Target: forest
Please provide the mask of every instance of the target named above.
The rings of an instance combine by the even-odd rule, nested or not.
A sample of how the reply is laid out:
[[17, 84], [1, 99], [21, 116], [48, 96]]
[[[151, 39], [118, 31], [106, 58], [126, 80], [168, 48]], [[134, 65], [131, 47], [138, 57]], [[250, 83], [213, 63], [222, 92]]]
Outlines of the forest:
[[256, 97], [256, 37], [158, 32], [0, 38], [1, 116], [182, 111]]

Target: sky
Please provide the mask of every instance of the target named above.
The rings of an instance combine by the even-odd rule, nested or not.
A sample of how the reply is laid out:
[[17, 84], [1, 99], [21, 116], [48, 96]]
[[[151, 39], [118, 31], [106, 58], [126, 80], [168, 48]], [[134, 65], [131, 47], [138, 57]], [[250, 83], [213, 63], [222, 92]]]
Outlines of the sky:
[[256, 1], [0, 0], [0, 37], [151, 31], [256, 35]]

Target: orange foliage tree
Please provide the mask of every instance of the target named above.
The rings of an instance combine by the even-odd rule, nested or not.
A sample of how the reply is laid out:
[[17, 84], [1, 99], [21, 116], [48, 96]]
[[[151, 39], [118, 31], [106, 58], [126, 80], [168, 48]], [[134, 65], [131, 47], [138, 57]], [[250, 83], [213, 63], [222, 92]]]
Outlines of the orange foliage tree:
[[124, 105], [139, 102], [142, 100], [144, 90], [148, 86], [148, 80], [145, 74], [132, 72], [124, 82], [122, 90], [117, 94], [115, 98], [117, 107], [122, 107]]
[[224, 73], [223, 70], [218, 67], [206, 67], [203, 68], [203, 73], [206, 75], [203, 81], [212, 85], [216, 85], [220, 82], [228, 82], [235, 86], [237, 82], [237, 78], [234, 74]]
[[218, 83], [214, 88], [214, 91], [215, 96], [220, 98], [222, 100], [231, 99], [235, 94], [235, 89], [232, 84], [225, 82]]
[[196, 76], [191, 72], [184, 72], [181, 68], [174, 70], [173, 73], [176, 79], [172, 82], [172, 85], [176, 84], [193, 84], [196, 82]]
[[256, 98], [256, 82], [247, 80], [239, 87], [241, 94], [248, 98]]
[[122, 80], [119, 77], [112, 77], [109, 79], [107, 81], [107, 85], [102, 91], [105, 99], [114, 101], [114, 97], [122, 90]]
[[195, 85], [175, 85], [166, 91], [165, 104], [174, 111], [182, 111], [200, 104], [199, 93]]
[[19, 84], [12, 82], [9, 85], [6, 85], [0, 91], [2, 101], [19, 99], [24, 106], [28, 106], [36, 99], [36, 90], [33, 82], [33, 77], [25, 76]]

**Task prompt**
Convert all of the data above into a JSON array of strings, one string per line, skipping blank lines.

**Answer to this problem**
[
  "Target: forest",
  "Please provide the mask of every instance of the target named above.",
  "The rings of an instance combine by the even-odd rule, nested or not.",
  "A sample of how the reply is laid out:",
  "[[17, 84], [1, 99], [21, 116], [48, 96]]",
  "[[[151, 39], [118, 31], [106, 58], [126, 80], [168, 48]], [[134, 65], [131, 47], [138, 57]], [[250, 83], [213, 63], [222, 92]]]",
  "Outlines of the forest:",
  "[[256, 97], [256, 37], [158, 32], [0, 38], [1, 116], [182, 111]]",
  "Target: sky",
  "Please provide the mask of every instance of the target named above.",
  "The rings of an instance combine by the even-odd rule, nested or not.",
  "A sample of how the reply is laid out:",
  "[[17, 84], [1, 99], [21, 116], [48, 96]]",
  "[[[151, 39], [118, 31], [106, 58], [126, 80], [168, 48]], [[134, 65], [131, 47], [138, 57]], [[250, 83], [213, 63], [222, 92]]]",
  "Outlines of the sky:",
  "[[256, 1], [0, 0], [0, 37], [151, 31], [256, 35]]",
  "Target: orange foliage tree",
  "Please provide the mask of every instance of the target named above.",
  "The rings of an instance combine by the even-odd rule, nested or not.",
  "A sample of how the reply is laid out:",
  "[[17, 84], [1, 99], [21, 116], [48, 96]]",
  "[[[151, 39], [118, 31], [106, 58], [126, 80], [168, 48]], [[134, 65], [131, 47], [138, 57]], [[250, 83], [213, 63], [222, 92]]]",
  "Outlines of the orange foliage tree:",
  "[[124, 105], [139, 102], [142, 100], [144, 90], [148, 86], [148, 80], [145, 74], [132, 72], [124, 82], [122, 90], [117, 94], [115, 98], [117, 107], [122, 107]]",
  "[[224, 73], [223, 70], [218, 67], [206, 67], [203, 68], [203, 73], [206, 75], [203, 81], [212, 85], [216, 85], [220, 82], [228, 82], [235, 86], [237, 82], [237, 78], [234, 74]]",
  "[[218, 83], [214, 88], [214, 91], [215, 96], [220, 98], [222, 100], [231, 99], [235, 94], [235, 89], [232, 84], [225, 82]]",
  "[[196, 76], [191, 72], [184, 72], [181, 68], [174, 70], [173, 73], [176, 79], [172, 82], [172, 85], [176, 84], [193, 84], [196, 82]]",
  "[[256, 98], [256, 82], [247, 80], [239, 87], [241, 94], [248, 98]]",
  "[[122, 80], [119, 77], [112, 77], [109, 79], [107, 81], [107, 85], [102, 91], [105, 99], [114, 101], [114, 97], [122, 90]]",
  "[[195, 85], [175, 85], [166, 91], [165, 104], [174, 111], [182, 111], [200, 104], [199, 93]]",
  "[[19, 84], [12, 82], [9, 85], [6, 85], [0, 91], [2, 101], [19, 99], [24, 106], [28, 106], [36, 99], [36, 90], [33, 82], [33, 77], [25, 76]]"
]